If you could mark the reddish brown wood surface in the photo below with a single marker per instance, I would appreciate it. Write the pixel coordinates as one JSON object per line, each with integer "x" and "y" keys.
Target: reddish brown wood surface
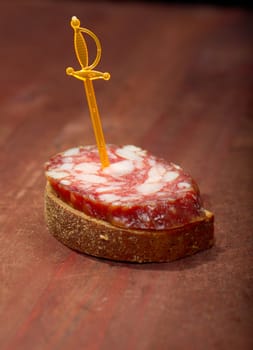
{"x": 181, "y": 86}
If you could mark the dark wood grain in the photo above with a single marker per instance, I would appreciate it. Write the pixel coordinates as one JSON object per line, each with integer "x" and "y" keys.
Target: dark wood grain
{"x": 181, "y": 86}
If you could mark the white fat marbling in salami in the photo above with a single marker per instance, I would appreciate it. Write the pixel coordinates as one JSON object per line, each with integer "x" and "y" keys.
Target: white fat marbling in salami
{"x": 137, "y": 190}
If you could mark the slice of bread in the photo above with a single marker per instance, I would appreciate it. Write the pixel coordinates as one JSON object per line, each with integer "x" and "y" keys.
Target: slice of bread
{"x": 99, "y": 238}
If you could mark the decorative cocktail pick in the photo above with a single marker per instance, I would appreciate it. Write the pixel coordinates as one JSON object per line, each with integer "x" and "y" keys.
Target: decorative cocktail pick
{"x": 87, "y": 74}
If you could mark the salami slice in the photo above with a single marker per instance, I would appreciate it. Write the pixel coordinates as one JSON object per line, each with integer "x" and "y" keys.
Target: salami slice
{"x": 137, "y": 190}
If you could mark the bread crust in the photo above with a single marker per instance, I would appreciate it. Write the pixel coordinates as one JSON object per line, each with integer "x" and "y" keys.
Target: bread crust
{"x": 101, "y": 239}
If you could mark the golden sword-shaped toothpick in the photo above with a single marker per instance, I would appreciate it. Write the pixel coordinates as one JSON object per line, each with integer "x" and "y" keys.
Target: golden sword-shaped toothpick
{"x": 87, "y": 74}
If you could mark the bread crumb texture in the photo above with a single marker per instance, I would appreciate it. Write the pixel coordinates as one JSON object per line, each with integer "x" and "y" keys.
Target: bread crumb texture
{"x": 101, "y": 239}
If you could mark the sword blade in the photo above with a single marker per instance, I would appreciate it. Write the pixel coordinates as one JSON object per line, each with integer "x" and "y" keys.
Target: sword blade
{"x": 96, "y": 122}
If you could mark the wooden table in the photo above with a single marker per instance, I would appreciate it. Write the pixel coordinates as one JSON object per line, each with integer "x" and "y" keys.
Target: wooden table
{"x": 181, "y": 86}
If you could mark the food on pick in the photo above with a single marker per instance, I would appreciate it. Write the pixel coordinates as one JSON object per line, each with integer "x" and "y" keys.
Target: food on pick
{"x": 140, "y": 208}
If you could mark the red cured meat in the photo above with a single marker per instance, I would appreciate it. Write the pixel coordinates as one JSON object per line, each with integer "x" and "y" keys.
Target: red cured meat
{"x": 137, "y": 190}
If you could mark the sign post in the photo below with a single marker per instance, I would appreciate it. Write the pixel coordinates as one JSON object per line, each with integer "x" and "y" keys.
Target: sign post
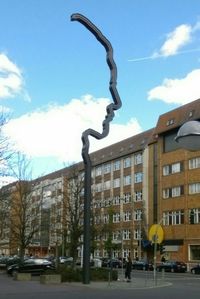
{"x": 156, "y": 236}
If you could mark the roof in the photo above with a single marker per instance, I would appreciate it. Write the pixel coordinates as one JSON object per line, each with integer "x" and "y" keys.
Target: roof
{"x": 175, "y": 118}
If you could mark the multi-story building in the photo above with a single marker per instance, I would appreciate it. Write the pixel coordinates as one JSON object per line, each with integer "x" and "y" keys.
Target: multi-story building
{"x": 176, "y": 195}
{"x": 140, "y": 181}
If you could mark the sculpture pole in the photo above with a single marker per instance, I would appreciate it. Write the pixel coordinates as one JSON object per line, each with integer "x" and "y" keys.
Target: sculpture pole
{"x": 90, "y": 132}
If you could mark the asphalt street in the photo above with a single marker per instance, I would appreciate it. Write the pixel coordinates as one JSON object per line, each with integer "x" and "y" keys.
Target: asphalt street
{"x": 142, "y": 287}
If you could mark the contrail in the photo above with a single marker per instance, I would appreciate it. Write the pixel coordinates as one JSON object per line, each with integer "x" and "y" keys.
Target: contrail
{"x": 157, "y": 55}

──────────

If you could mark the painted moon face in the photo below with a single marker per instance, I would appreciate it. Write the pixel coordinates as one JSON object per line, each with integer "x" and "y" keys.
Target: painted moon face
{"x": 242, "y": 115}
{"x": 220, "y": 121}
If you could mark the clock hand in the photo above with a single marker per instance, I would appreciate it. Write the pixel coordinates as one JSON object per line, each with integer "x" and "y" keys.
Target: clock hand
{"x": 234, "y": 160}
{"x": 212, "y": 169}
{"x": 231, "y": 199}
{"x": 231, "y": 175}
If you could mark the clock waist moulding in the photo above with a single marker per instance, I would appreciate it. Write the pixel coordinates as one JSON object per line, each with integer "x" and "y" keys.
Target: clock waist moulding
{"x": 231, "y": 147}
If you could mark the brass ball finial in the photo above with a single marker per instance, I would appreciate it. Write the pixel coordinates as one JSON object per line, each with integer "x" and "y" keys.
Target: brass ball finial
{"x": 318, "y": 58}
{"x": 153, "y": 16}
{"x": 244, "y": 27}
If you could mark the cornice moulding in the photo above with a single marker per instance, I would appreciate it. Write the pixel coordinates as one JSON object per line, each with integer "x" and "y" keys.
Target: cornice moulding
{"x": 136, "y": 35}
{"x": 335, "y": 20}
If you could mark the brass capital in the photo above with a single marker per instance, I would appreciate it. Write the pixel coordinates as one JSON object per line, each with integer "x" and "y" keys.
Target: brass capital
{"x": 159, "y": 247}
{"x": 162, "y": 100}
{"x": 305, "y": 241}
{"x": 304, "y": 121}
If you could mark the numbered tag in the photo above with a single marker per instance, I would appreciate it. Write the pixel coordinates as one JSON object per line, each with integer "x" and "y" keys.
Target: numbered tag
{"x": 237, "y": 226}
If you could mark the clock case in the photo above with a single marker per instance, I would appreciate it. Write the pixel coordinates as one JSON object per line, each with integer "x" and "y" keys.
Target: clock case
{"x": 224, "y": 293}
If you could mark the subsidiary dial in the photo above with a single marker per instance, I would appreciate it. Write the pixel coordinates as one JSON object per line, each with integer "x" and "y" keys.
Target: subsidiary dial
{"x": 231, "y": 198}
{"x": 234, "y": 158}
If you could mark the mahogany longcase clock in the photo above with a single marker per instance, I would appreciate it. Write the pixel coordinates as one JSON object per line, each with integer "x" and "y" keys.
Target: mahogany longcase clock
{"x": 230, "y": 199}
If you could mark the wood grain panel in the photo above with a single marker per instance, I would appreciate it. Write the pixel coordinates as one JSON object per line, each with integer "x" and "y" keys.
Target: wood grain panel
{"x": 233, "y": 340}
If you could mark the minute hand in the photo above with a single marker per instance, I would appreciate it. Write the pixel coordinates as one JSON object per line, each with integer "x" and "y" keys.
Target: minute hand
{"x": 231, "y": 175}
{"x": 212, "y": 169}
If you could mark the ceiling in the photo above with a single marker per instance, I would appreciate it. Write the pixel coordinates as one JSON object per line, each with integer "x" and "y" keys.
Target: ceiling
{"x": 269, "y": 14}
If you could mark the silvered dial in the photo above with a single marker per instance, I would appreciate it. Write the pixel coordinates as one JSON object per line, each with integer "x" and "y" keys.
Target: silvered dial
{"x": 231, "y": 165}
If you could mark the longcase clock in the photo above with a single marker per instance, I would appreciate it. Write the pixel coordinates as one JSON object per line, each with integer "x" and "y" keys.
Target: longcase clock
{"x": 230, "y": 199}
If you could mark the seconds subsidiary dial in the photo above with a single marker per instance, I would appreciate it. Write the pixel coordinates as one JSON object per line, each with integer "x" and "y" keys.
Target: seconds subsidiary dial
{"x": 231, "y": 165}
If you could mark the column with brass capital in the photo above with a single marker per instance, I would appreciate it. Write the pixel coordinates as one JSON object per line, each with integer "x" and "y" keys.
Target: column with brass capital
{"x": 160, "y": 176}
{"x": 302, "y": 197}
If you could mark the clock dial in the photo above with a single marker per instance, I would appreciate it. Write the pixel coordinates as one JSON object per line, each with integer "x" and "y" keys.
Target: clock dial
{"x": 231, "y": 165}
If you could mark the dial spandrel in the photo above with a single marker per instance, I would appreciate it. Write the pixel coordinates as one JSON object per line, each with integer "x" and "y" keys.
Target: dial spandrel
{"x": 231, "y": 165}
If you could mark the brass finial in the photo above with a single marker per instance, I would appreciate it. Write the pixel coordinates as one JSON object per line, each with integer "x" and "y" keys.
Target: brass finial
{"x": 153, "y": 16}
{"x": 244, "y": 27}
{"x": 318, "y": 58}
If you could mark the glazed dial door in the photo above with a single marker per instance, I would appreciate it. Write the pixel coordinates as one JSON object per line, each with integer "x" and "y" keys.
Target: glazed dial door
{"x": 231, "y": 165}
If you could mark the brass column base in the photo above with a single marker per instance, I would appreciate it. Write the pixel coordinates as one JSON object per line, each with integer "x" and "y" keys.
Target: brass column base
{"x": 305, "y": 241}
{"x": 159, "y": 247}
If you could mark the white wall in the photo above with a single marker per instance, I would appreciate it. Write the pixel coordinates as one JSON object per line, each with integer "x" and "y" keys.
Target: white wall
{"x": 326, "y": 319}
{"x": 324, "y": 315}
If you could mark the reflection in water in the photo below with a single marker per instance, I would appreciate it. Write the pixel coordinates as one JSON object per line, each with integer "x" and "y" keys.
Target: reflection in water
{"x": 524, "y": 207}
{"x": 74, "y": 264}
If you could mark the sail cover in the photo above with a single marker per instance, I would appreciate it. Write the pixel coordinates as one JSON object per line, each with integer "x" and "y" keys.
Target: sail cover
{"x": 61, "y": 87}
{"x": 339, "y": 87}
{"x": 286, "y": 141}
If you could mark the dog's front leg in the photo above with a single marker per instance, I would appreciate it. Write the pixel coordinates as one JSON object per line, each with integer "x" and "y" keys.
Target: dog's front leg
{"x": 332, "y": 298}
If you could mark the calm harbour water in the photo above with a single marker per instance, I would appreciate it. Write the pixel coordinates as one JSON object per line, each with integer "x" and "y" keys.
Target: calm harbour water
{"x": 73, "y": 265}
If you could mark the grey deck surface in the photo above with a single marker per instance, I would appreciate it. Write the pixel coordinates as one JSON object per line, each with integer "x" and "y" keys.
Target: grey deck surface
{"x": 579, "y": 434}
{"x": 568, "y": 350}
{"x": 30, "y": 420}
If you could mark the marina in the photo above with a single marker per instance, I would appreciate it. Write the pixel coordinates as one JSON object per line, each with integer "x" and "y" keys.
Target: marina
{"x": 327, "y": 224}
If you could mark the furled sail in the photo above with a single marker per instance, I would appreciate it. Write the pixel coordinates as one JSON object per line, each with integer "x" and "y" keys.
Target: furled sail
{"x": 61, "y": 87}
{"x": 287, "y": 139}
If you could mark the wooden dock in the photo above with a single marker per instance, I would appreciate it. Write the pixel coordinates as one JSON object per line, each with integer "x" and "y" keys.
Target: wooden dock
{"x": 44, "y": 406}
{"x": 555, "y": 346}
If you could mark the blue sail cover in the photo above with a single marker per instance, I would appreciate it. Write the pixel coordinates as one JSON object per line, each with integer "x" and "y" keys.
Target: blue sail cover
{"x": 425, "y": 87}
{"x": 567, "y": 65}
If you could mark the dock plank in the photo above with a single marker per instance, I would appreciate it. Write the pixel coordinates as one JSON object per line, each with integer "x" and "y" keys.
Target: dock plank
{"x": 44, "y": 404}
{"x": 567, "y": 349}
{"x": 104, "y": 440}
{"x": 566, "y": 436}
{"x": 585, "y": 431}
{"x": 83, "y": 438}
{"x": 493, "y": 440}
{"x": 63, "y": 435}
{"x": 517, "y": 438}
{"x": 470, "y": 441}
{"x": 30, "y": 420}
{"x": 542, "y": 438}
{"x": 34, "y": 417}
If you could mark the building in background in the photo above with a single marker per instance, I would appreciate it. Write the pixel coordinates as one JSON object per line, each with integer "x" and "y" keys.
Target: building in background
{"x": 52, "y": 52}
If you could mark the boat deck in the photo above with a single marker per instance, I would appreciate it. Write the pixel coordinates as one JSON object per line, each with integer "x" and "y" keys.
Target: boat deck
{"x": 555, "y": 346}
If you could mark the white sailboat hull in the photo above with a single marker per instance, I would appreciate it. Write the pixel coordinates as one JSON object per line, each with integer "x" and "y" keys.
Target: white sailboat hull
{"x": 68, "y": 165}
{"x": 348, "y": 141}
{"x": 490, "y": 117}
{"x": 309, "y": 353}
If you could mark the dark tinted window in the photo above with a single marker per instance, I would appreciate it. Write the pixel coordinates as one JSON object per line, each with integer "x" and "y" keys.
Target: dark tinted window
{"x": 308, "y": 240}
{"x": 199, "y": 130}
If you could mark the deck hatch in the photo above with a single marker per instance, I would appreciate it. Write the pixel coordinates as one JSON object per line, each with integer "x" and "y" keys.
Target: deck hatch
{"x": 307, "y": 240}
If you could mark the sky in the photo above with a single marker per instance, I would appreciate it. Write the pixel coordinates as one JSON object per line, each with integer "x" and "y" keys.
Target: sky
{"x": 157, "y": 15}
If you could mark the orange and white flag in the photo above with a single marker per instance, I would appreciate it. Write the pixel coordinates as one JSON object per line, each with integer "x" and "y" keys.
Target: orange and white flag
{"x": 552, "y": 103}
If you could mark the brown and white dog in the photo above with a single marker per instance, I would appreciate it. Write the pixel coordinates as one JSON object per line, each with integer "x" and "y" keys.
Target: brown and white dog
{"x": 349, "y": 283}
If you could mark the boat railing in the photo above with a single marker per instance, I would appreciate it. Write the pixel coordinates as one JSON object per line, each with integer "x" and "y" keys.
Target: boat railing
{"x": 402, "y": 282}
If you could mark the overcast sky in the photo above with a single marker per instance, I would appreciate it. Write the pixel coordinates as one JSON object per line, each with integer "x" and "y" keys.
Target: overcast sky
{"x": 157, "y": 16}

──────────

▶ _Prompt_
Tally the lines of the data above that contain the string "capital", and reply with the number alone.

▶ _Output of the task_
4